— FRAGMENTO PROPORCIONADO —
========
No tuve suerte con López Vázquez. Hablo de teatro: no le vi en lo que me hubiera gustado ver, en su gran época de comedia. Entre 1957 y 1967: la década que va desde su entrada en la compañía de Alberto Closas y su abandono del género tras Amooor (Luv), de Murray Schisgal. Closas le convirtió en su mejor partner cómico: lo dicen las crónicas y lo vocean las películas que adaptaron algunas de aquellas obras. Me hubiera encantado verle en De acuerdo, Susana, de Carlos Llopis, en la "trilogía diplomática" de Calvo Sotelo (Una muchachita de Valladolid, Cartas credenciales, Operación Embajada), en Buenas noches, Bettina, el musical de Garinei y Giovaninni y, sobre todo, en Blas, el vodevil de Magnier que en París lanzó a Louis de Funès. Y en Los Palomos, de Paso, en 1964, mano a mano con Gracita Morales. López Vázquez tenía que ser una auténtica turbina cómica en aquellas funciones. Hasta que en 1967 se despide de la comedia con Amoor, dirigida por José Luis Alonso, que en Broadway había estrenado Jack Lemmon. ¿Qué pasa en 1967? Pasa, a mi juicio, que López Vázquez estrena Peppermint frappé, de Saura. Todos los listos proclaman, a coro: "¡Teníamos a un trágico y no lo sabíamos! ¡Qué enorme tristeza hay en su mirada! ¡Y qué silencios!". Al parecer, los listos no le habían visto en El pisito, para poner sólo un ejemplo.
========
— DATOS PROPORCIONADOS —
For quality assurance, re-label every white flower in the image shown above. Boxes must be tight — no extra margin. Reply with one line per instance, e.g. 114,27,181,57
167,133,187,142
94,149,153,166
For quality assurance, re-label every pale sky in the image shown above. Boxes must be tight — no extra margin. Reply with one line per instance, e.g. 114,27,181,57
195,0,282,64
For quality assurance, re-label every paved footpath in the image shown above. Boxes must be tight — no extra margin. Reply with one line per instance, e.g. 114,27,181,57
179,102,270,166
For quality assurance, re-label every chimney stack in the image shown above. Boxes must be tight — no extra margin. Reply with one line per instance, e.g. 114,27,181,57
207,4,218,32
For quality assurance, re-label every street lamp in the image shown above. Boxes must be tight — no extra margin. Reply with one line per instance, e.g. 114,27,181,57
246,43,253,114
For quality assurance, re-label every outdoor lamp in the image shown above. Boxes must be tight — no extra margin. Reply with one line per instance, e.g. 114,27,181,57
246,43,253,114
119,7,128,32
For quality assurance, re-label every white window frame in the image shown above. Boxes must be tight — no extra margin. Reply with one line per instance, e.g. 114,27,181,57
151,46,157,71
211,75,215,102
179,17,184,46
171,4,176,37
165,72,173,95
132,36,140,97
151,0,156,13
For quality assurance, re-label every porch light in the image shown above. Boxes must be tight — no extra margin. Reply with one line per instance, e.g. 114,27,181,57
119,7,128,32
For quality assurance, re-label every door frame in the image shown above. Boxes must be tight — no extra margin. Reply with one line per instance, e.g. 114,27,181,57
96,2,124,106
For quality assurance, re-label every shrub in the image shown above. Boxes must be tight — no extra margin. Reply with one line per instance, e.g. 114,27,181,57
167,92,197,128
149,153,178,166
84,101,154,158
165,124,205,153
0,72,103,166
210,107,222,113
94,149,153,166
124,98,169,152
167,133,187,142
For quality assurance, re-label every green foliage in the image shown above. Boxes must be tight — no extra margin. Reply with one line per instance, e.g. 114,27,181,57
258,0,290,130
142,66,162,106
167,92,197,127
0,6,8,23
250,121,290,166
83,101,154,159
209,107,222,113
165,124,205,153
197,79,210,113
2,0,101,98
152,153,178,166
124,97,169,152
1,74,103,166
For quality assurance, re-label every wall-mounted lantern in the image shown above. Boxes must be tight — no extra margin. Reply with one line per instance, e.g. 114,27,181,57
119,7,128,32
========
— EJERCICIOS —
• A. Responda a partir del fragmento sobre López Vázquez:
(i) ¿En qué compañía entró López Vázquez al comenzar la década de 1957 a 1967?
(ii) ¿Quién dirigió la obra con la que se despidió de la comedia en 1967?
(iii) ¿Qué película de Saura estrenó López Vázquez en 1967?
• B. Reescriba como lista el párrafo del fragmento sobre López Vázquez que comienza con "No tuve suerte con López Vázquez" y conserve sus datos principales.
• C. Enumere todas las obras de teatro en las que, según el fragmento sobre López Vázquez, al autor le habría gustado ver al actor.

— RESPUESTAS DEL EJERCICIO —
• A.
(i) En la compañía de Alberto Closas.
(ii) José Luis Alonso.
(iii) Peppermint frappé.

• B.
- El autor no vio a López Vázquez en teatro durante su gran época de comedia, entre 1957 y 1967.
- Ese periodo va desde su entrada en la compañía de Alberto Closas hasta su abandono del género.
- Closas lo convirtió en su mejor partner cómico, según las crónicas y las películas que adaptaron algunas de aquellas obras.
- Al autor le habría gustado verlo en obras de Carlos Llopis, Calvo Sotelo, Garinei y Giovaninni, Magnier y Paso. En la de Paso, en 1964, actuó junto a Gracita Morales.
- En 1967 se despidió de la comedia con la obra de Murray Schisgal, dirigida por José Luis Alonso.
- Ese mismo año estrenó Peppermint frappé, de Saura, y muchos lo proclamaron un actor trágico.
- Según el autor, quienes lo proclamaron no lo habían visto en El pisito, por ejemplo.

• C.
- De acuerdo, Susana
- Una muchachita de Valladolid
- Cartas credenciales
- Operación Embajada
- Buenas noches, Bettina
- Blas
- Los Palomos